— What you have to do —
Count the lines in the rows below that contain the string "rear", treating case as significant, and give only the number.

— Data entries —
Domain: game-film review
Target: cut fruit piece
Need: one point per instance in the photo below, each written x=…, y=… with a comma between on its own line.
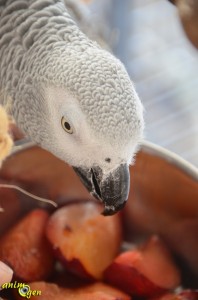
x=145, y=272
x=50, y=291
x=85, y=241
x=25, y=248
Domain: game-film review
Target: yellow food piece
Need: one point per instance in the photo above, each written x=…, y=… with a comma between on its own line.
x=5, y=139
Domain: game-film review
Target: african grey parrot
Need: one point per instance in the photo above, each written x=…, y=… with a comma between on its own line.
x=70, y=96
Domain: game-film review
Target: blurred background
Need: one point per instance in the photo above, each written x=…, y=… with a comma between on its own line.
x=148, y=38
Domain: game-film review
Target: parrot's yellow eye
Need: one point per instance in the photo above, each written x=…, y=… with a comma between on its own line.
x=66, y=125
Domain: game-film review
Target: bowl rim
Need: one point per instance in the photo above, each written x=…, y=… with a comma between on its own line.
x=146, y=146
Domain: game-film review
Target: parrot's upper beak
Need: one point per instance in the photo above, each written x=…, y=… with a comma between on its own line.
x=112, y=188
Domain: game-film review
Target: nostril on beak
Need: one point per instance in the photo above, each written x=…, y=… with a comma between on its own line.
x=95, y=183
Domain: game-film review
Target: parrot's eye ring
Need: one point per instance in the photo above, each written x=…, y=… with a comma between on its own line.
x=66, y=125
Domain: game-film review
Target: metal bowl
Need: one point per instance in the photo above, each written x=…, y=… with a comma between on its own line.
x=163, y=198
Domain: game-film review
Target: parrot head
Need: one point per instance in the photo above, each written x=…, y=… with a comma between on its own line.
x=95, y=119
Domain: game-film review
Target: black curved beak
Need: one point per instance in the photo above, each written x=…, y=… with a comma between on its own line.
x=112, y=188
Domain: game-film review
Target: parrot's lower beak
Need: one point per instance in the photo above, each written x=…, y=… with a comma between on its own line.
x=111, y=188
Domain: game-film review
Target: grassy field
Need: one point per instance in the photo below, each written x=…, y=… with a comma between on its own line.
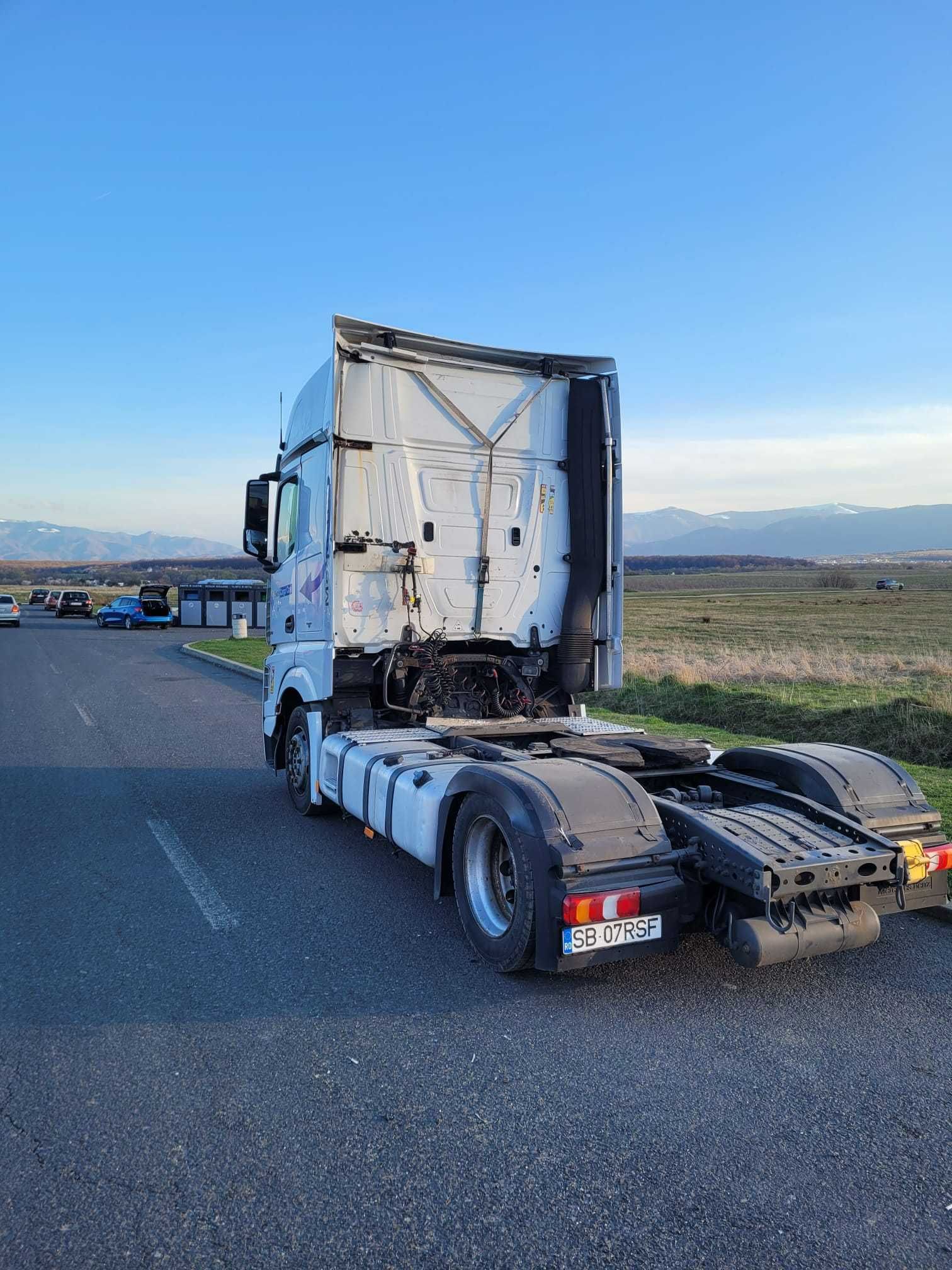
x=932, y=578
x=863, y=668
x=249, y=652
x=936, y=781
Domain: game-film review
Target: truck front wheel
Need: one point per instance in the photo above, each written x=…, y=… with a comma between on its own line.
x=494, y=884
x=297, y=766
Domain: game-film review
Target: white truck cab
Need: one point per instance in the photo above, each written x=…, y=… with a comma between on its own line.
x=442, y=530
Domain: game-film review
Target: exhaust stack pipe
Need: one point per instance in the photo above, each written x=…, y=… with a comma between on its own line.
x=587, y=529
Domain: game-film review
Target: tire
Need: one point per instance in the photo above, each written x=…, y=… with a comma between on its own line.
x=297, y=767
x=494, y=884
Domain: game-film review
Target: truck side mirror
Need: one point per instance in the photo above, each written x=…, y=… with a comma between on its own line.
x=258, y=521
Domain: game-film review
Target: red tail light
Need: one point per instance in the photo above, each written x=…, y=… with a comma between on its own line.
x=939, y=857
x=603, y=907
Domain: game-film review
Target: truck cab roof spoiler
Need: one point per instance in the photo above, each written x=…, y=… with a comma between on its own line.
x=371, y=341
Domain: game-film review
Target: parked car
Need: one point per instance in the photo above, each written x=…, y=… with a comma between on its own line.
x=9, y=610
x=149, y=609
x=75, y=604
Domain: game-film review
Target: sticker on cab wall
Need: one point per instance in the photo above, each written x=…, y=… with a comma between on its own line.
x=311, y=585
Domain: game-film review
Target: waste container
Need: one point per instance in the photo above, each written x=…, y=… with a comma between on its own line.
x=216, y=606
x=190, y=606
x=242, y=602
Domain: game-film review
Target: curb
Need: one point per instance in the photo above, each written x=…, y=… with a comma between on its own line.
x=941, y=913
x=224, y=662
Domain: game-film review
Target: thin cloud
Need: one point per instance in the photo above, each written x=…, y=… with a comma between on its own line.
x=893, y=459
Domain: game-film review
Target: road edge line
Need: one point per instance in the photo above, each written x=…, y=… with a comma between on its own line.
x=224, y=662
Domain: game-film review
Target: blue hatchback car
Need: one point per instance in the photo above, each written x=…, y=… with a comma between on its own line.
x=149, y=609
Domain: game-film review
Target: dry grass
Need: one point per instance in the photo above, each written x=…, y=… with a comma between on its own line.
x=728, y=663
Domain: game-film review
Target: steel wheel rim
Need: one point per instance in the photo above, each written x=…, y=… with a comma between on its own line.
x=297, y=761
x=490, y=877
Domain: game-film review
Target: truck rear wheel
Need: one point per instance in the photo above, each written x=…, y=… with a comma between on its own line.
x=297, y=766
x=494, y=884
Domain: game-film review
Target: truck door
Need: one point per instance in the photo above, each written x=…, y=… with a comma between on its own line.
x=283, y=605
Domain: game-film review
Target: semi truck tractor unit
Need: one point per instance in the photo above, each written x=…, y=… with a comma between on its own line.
x=442, y=530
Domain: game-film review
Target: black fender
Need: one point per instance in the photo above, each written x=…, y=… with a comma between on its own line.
x=574, y=815
x=867, y=787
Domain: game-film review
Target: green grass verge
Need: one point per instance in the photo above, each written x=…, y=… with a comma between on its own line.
x=936, y=781
x=247, y=652
x=903, y=727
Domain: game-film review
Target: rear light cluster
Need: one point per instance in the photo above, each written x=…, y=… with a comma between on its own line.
x=602, y=907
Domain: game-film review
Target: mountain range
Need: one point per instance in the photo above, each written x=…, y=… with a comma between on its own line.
x=42, y=540
x=827, y=530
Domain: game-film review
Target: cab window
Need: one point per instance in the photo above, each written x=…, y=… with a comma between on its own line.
x=287, y=521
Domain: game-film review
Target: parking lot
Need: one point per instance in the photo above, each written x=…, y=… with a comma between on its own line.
x=234, y=1037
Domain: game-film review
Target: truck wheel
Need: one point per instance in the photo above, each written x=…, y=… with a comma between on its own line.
x=297, y=766
x=494, y=884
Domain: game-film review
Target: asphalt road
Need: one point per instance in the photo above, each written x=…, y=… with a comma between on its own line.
x=230, y=1037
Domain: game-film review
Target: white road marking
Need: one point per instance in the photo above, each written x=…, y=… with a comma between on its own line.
x=213, y=908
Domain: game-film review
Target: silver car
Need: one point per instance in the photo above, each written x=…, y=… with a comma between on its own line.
x=9, y=610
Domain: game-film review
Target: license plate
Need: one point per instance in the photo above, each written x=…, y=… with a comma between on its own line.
x=606, y=935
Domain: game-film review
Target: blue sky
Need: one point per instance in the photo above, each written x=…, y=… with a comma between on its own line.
x=748, y=205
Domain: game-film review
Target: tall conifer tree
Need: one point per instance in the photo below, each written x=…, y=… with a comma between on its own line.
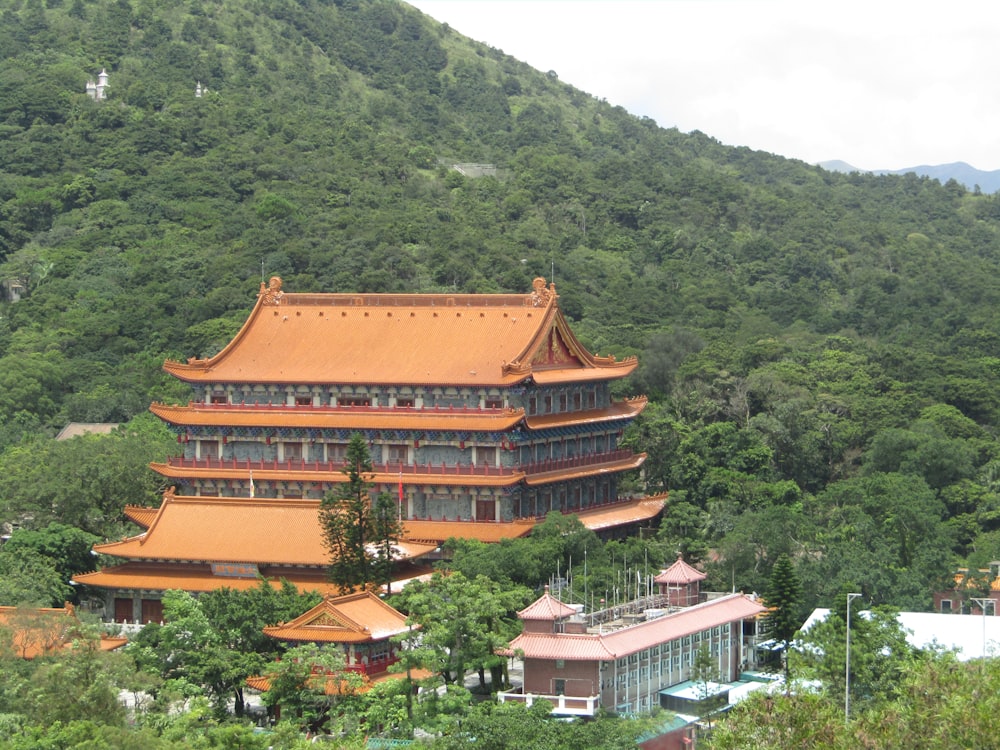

— Correct answer —
2